== SOURCE PASSAGE ==

System tries to bring order to the works of a Renaissance genius


Several people place old documents on a scanning device.

Marleen Ram, an art curator at the Teylers Museum in Haarlem, the Netherlands, places a drawing by Rembrandt under the watermark imaging system’s camera along with Rick Johnson, an emeritus professor of electrical engineering at Cornell University (center), and Rob Fucci, an art historian at the University of Amsterdam (right). Photo by William Sethares

Leonardo da Vinci may have been a genius, but he was also a hot mess — at least in terms of organizing his works. When he died in 1519, the Renaissance master left behind 7,000 pages of undated drawings, scientific observations and personal journals, more or less jumbled up in a box. So, when his assistant collected da Vinci’s papers, he did his best to collate them into journals, or codices, mostly based on subject matter. Ever since, art historians have used all sorts of techniques to make an accurate timeline of the various documents now held in museums and collections across the world.

A new system developed by a University of Wisconsin–Madison engineer could help in that centuries-long effort.

===
== SUPPLIED RECORDS ==

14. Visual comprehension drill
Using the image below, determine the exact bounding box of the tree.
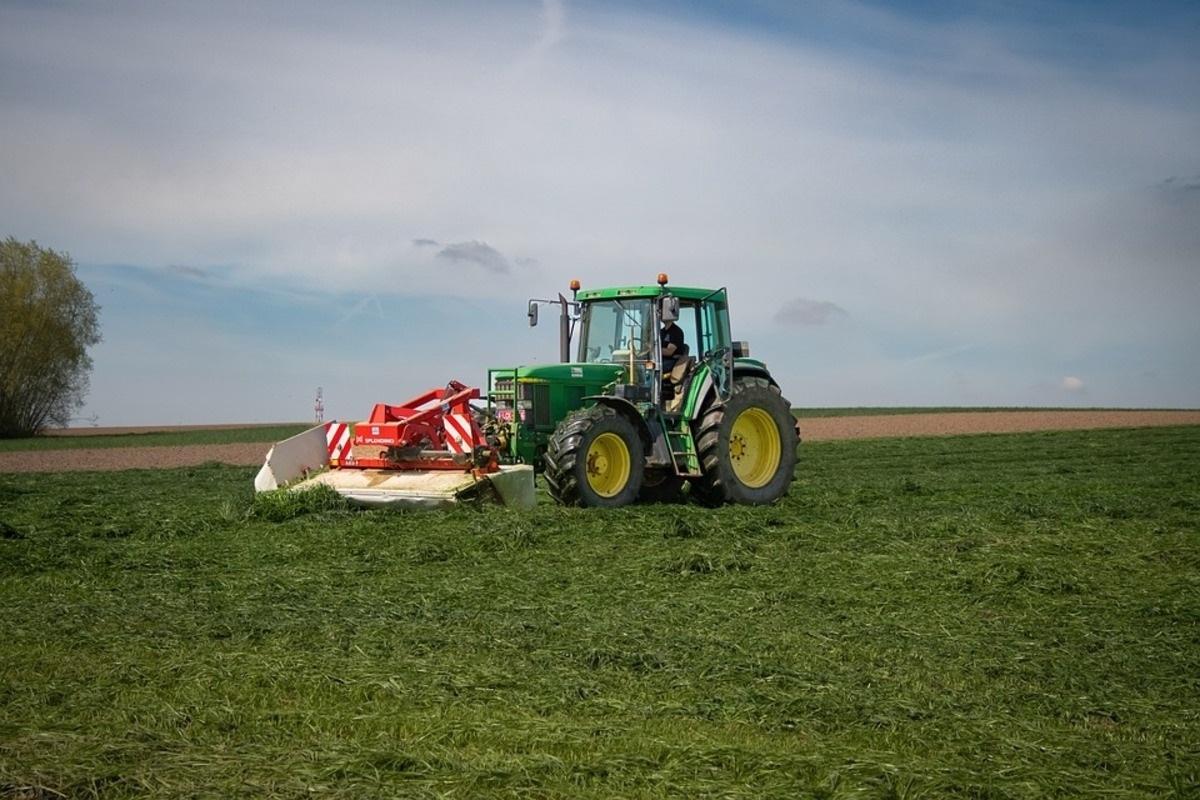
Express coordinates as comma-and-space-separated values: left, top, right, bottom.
0, 236, 100, 438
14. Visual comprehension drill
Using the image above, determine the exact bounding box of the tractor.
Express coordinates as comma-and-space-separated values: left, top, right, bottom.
254, 273, 799, 507
484, 273, 799, 507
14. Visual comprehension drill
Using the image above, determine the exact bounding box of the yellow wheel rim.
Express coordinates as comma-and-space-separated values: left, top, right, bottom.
730, 408, 784, 489
587, 433, 632, 498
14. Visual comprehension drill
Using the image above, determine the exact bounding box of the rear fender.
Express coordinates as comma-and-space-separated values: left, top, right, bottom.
583, 395, 654, 452
683, 362, 779, 420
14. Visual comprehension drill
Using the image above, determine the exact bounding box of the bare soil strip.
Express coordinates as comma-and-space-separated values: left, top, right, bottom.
0, 411, 1200, 473
800, 411, 1200, 441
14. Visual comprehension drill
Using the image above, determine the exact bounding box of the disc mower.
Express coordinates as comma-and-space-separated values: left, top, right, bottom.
254, 273, 799, 507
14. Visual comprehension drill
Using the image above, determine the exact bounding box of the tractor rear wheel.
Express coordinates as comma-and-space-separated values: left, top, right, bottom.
544, 405, 646, 509
694, 378, 798, 505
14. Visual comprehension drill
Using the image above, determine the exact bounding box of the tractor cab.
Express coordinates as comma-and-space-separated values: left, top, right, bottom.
566, 275, 733, 413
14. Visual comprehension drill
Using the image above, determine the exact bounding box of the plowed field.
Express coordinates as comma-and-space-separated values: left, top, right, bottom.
0, 411, 1200, 473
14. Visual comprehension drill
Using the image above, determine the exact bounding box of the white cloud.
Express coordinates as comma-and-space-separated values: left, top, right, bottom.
0, 0, 1200, 412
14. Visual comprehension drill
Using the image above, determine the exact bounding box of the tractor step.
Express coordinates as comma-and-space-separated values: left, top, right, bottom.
666, 422, 701, 477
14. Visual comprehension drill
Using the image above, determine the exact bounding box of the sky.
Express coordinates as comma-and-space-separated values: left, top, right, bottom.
0, 0, 1200, 425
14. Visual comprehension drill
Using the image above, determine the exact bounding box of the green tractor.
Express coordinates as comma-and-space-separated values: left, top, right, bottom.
487, 275, 799, 507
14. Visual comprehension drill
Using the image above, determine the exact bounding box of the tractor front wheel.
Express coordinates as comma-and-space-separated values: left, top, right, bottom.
544, 405, 646, 509
695, 378, 798, 505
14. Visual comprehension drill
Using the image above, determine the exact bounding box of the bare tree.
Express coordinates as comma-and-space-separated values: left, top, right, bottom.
0, 236, 100, 438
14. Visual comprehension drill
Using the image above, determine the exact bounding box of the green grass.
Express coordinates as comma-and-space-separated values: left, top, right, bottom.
0, 423, 312, 452
0, 427, 1200, 799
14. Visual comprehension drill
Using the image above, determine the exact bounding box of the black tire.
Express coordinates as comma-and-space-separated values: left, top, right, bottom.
542, 405, 646, 509
637, 469, 684, 503
692, 378, 799, 505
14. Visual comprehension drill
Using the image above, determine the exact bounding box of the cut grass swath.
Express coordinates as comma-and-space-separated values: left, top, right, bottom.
0, 428, 1200, 798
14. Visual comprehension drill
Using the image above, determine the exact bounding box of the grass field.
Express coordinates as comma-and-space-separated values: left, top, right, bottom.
0, 422, 313, 452
0, 427, 1200, 799
0, 405, 1176, 452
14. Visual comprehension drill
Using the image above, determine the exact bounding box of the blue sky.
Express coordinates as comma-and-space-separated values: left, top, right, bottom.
0, 1, 1200, 425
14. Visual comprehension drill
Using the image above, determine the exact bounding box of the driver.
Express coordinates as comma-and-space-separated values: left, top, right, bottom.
659, 320, 683, 373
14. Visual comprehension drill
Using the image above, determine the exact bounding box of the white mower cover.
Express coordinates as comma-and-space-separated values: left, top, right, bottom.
254, 425, 329, 492
254, 425, 536, 509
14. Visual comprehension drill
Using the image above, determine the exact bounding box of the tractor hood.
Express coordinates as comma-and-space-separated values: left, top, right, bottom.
491, 363, 625, 384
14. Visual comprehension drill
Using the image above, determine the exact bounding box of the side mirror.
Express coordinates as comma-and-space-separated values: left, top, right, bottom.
662, 295, 679, 323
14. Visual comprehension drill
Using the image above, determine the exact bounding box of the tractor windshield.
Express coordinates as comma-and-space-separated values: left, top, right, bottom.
580, 297, 655, 363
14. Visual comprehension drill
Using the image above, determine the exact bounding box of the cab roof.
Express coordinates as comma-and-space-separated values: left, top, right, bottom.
575, 284, 725, 301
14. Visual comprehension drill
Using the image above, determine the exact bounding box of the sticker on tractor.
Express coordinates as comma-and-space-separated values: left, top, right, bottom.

===

* _PROBLEMS TO WORK ON_:
1 – Copy the records verbatim, starting at the first line of the records and ending at the line containing "484, 273, 799, 507", with both of those lines included. Leave the pictures out of your copy.
2 – Pick up the article on dating Leonardo da Vinci's papers after its last sentence and keep writing it.

* _FINAL ANSWERS_:
1 –
14. Visual comprehension drill
Using the image below, determine the exact bounding box of the tree.
Express coordinates as comma-and-space-separated values: left, top, right, bottom.
0, 236, 100, 438
14. Visual comprehension drill
Using the image above, determine the exact bounding box of the tractor.
Express coordinates as comma-and-space-separated values: left, top, right, bottom.
254, 273, 799, 507
484, 273, 799, 507

2 –
William Sethares, a professor of electrical and computer engineering at UW–Madison, and PhD student Elisa Ou are using a camera system and sophisticated algorithms to match the undated drawings and writings to others with established dates. And it’s not just da Vinci’s materials they’re analyzing; the two are also working on a project dating the works of Rembrandt. Further, they believe their system is applicable to any artwork or document on pre-industrial paper.

Here’s why. Prior to the middle of the 19th century, when industrial production began, paper was a handmade product. Paper makers poured a pulpy slurry onto mesh screens to produce large sheets of paper, which they then cut or folded and sold in bundles. Each of those screens was made of vertical chain wires and more delicate and numerous horizontal laid lines. Sometimes, paper makers also used fine wire to embed depictions of animals, flowers or other symbols, called watermarks, within their products.

“If you can find two pieces of paper that have the same chain lines and watermarks, then they came from the same mesh molds, and that puts them in proximity in time,” says Sethares. “That’s because these molds only lasted about six months or a year.”

UW–Madison Professor William Sethares examines a drawing made in preparation for Rembrandt’s painting “Return of the Prodigal Son,” which is not definitively dated. Watermarks and lines on the paper may allow art historians to match it to dated artworks from the same batch of paper. Submitted photo

Using these idiosyncratic markings to group artworks from the same batch of paper, known as mold mates, makes it possible to date the works if at least one is firmly dated.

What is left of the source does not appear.